DATA RECORDS →
__________________________________________________

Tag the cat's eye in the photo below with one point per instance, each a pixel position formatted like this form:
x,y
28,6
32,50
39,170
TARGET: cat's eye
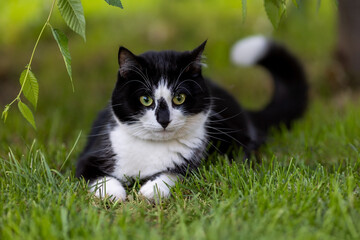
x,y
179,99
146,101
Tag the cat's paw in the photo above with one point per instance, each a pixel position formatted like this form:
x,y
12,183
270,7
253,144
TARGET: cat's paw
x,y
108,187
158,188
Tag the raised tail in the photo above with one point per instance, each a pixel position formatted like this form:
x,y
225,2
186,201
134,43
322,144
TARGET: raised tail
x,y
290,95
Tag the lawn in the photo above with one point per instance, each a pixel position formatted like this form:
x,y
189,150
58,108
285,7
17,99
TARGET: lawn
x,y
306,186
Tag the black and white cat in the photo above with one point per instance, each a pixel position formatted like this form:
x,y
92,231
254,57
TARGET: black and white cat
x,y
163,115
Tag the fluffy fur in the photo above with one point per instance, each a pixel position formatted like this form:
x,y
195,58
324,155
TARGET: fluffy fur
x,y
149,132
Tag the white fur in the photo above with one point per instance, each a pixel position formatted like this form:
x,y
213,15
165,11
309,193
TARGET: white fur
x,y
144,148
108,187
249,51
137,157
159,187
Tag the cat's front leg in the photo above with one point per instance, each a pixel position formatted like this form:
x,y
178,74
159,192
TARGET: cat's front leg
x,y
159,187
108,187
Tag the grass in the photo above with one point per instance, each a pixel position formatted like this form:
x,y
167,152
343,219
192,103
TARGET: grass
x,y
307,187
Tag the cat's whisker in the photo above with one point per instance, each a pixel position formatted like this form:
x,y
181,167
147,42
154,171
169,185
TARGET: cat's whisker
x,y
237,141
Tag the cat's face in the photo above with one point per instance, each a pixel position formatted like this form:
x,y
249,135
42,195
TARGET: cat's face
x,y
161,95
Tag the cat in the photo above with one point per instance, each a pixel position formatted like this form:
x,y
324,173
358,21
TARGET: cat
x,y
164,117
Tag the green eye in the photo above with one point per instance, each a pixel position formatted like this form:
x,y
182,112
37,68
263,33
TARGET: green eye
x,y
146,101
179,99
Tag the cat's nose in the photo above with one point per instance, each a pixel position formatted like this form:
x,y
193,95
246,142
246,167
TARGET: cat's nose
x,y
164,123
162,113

__________________________________________________

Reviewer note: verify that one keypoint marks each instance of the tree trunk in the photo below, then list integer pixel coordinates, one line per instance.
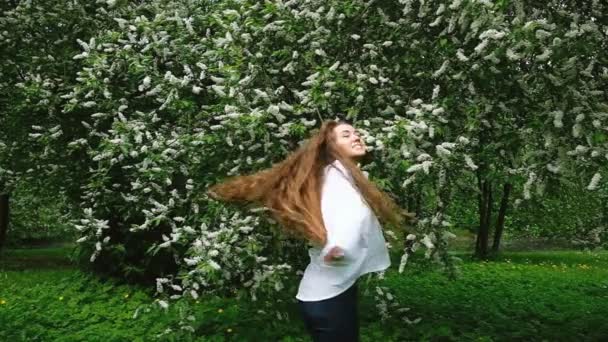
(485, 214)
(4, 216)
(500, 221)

__________________________________________________

AIM OF THE TASK →
How many lines in the records above contain the string "white"? Case counts. Reply with the number alone.

THE ANSWER →
4